[Point labeling examples]
- - - - - - -
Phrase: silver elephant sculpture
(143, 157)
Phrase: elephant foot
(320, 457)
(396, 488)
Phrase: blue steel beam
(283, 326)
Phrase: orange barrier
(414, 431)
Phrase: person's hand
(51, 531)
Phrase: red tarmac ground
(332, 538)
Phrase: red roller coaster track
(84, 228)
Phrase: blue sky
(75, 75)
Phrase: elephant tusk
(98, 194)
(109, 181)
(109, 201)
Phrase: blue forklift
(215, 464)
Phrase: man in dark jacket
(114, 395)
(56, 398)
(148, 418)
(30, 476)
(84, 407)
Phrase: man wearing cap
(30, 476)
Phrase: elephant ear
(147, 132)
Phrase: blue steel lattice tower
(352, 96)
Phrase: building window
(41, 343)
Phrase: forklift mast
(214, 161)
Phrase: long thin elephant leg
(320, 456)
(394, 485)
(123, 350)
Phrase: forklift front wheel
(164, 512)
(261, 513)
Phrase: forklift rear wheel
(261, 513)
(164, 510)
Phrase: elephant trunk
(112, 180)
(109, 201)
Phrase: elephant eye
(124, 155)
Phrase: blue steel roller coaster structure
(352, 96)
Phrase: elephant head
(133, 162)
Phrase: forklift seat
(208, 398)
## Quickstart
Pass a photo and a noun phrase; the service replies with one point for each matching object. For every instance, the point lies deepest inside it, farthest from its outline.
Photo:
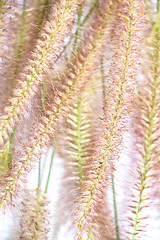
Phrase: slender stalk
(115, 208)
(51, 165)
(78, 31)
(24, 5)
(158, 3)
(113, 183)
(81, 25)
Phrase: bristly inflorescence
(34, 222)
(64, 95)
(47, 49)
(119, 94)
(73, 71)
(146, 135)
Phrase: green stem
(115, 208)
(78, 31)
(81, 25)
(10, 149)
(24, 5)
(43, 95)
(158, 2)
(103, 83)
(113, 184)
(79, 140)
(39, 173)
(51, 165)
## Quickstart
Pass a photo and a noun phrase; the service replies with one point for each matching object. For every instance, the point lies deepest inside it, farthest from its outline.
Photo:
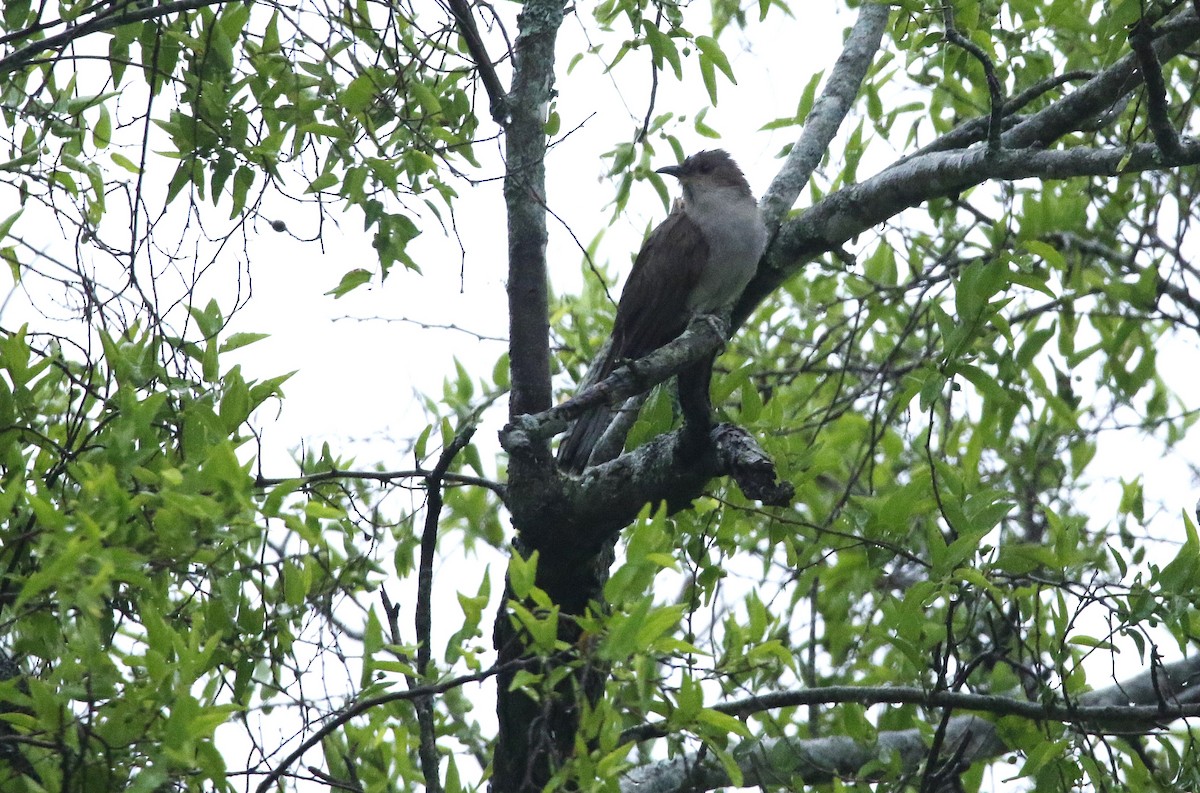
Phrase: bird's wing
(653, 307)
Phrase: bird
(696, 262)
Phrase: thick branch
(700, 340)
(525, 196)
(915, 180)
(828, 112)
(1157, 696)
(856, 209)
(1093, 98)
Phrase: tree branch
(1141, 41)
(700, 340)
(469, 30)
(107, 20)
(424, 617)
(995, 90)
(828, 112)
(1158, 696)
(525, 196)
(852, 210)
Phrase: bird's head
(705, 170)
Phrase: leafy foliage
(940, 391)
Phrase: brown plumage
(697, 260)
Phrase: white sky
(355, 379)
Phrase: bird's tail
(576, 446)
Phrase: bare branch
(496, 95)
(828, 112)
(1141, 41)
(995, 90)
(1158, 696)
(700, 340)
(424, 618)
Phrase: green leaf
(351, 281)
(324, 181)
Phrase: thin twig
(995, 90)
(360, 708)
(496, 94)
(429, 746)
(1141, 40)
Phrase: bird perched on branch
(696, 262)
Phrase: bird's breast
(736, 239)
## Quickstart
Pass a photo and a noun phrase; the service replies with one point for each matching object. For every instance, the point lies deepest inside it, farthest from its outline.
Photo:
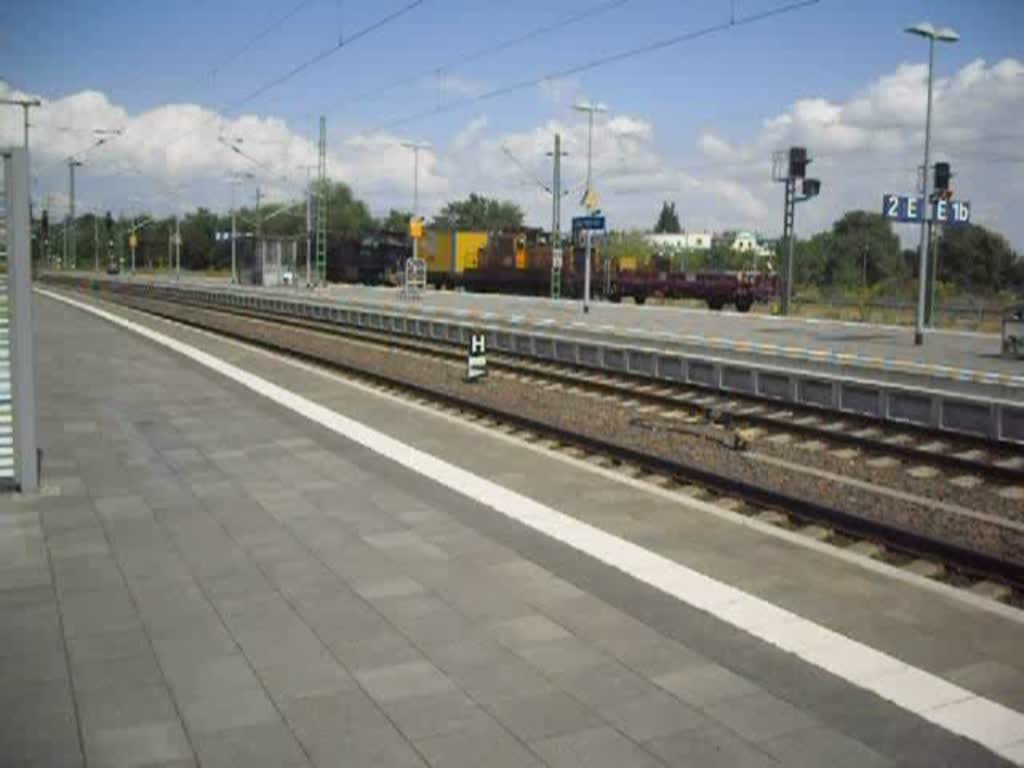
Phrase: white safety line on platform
- - - - - - -
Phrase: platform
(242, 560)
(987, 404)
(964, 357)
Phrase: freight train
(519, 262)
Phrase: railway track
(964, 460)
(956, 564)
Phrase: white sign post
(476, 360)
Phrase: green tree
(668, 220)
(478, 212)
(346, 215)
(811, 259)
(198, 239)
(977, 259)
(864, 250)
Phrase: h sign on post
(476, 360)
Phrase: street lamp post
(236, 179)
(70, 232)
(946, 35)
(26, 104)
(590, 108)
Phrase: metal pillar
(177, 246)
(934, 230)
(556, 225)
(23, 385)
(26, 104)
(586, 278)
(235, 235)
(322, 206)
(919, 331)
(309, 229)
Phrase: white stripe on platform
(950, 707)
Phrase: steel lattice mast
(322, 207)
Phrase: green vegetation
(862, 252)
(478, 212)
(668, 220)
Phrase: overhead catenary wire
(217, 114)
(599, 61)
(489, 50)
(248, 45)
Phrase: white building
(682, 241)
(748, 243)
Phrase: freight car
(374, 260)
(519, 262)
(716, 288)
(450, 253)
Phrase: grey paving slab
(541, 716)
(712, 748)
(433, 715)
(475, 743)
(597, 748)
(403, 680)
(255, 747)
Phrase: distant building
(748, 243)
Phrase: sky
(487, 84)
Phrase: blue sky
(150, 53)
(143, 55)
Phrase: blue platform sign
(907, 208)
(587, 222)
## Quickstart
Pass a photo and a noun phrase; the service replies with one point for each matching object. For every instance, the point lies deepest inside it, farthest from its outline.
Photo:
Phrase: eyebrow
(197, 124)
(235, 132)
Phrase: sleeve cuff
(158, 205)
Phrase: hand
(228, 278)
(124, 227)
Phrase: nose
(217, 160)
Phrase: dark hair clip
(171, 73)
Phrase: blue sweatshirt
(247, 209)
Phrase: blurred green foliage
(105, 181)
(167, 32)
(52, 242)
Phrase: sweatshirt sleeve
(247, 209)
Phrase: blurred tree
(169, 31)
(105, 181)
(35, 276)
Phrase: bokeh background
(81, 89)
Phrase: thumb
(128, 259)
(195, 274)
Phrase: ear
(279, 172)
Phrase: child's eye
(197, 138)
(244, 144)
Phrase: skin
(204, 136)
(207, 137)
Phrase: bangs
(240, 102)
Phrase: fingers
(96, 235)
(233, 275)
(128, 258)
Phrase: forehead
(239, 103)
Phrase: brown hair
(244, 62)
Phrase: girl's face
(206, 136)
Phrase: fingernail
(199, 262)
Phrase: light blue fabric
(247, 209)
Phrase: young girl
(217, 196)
- - - - - - -
**WHAT YOU WILL DO:**
Repeat the lines starting at the one that contains "Phrase: elephant trunk" and ending after the one that contains "Phrase: white safety line on platform", keeping both of those lines. Leave the pictures out.

**FINAL ANSWER:**
Phrase: elephant trunk
(112, 180)
(109, 201)
Phrase: elephant eye
(124, 155)
Phrase: blue steel roller coaster structure
(352, 96)
Phrase: elephant head
(133, 162)
Phrase: forklift seat
(208, 398)
## Quickstart
Pass a photo and a noun phrase; the service replies with one point for each matching object. For every instance, the point lies deepest inside it, farthest from its outline.
Photo:
Phrase: slender stalk
(115, 208)
(51, 165)
(78, 31)
(24, 5)
(158, 3)
(113, 183)
(81, 25)
Phrase: bristly inflorescence
(34, 222)
(64, 95)
(47, 49)
(119, 94)
(73, 71)
(146, 135)
Phrase: green stem
(115, 208)
(78, 31)
(81, 25)
(10, 149)
(24, 5)
(43, 95)
(158, 2)
(103, 83)
(113, 184)
(79, 140)
(39, 173)
(51, 165)
## Quickstart
Pass a photo and a noun phrase; the service replies with one point for each matching object. For every instance, the point lies deepest inside it, farthest from its outline.
Photo:
Phrase: bird's wing
(653, 307)
Phrase: bird
(696, 262)
Phrase: thick branch
(700, 340)
(525, 196)
(915, 180)
(828, 112)
(1157, 696)
(856, 209)
(1093, 98)
Phrase: tree branch
(1141, 41)
(700, 340)
(469, 30)
(107, 20)
(424, 617)
(995, 90)
(828, 112)
(1158, 696)
(525, 196)
(852, 210)
Phrase: bird's head
(705, 170)
Phrase: leafy foliage
(940, 391)
Phrase: brown plumage
(697, 260)
Phrase: white sky
(355, 379)
Phrase: bird's tail
(576, 446)
Phrase: bare branch
(496, 95)
(828, 112)
(1141, 41)
(995, 90)
(1158, 696)
(700, 340)
(424, 618)
Phrase: green leaf
(351, 281)
(324, 181)
Phrase: thin twig
(995, 90)
(360, 708)
(496, 94)
(429, 746)
(1141, 40)
Phrase: bird perched on branch
(696, 262)
Phrase: bird's breast
(736, 239)
## Quickstart
Pass a photo and a noun phrase; the service replies with one point for each matching object. For every instance, the point lies deepest inside it, farthest from its outline.
Photo:
Phrase: white safety line on platform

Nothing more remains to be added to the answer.